● **GIVEN DATA**
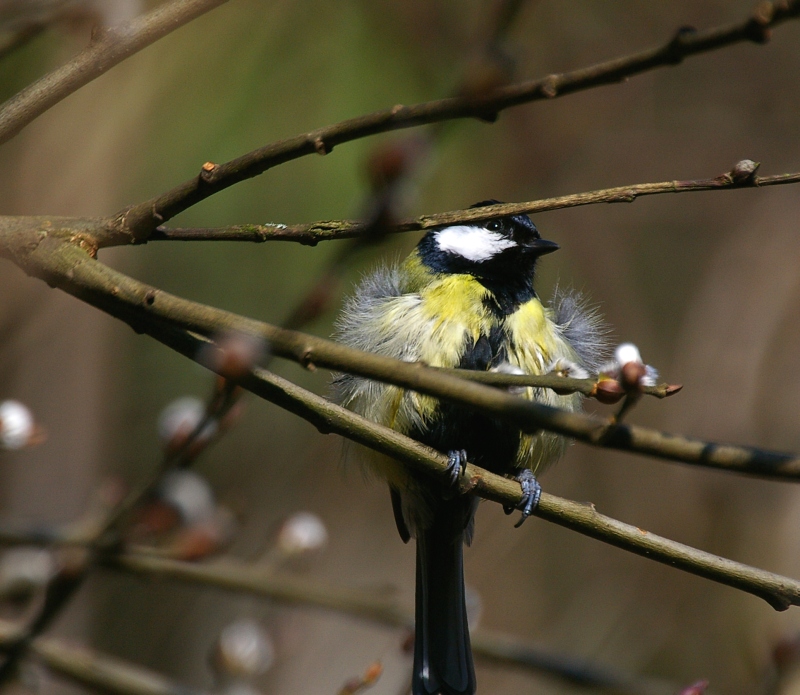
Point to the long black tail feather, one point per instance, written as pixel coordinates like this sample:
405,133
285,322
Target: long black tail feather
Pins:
442,651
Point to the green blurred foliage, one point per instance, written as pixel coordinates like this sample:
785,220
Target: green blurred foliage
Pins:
704,283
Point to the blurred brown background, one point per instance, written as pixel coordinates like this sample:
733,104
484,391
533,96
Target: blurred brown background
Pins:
704,283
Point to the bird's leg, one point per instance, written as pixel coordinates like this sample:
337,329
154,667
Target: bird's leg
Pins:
456,466
531,492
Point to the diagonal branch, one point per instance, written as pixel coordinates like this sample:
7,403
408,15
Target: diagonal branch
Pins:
383,610
741,176
138,221
108,49
97,671
170,319
46,254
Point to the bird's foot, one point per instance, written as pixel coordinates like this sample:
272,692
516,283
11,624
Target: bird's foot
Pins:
456,466
531,493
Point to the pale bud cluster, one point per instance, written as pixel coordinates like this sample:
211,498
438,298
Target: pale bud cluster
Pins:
567,368
302,533
508,368
189,494
233,354
182,417
243,651
17,426
628,366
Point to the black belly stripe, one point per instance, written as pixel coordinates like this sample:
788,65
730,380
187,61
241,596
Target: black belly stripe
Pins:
489,443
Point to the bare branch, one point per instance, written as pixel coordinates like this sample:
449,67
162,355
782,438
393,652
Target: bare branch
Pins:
108,49
20,38
780,592
325,230
47,254
137,222
383,610
98,671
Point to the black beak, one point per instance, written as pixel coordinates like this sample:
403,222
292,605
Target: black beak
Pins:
540,247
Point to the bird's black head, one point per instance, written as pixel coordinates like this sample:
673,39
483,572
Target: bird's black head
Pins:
500,253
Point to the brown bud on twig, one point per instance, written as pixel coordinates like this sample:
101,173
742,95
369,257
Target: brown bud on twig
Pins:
302,533
697,688
18,429
233,354
608,391
631,375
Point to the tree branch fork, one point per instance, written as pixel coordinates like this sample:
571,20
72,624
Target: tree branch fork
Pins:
63,261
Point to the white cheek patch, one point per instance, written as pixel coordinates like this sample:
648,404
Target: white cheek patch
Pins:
473,243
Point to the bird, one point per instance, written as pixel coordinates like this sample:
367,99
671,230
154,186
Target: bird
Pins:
464,298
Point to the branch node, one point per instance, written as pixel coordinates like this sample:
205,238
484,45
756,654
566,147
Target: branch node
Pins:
675,49
744,172
306,357
549,86
207,172
758,29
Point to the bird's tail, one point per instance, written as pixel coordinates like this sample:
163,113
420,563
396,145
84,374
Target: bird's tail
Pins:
442,652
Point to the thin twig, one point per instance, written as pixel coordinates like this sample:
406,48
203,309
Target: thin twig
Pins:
780,592
138,221
108,49
325,230
147,309
98,671
20,38
381,608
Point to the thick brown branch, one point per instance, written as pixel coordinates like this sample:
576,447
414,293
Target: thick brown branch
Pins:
780,592
325,230
97,671
63,264
139,221
106,50
168,319
382,609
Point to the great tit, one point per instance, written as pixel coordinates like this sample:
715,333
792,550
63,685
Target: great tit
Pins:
463,298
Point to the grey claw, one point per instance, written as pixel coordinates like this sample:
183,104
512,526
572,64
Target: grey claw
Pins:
531,494
456,465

● **EXERCISE REQUIREMENTS**
Pull out the lines above in which the word "pale" appears.

● **TASK RESPONSE**
Point to the pale bud cluster, one point per instance, written as pixel coordinates like this sample:
Target: pale bud cluster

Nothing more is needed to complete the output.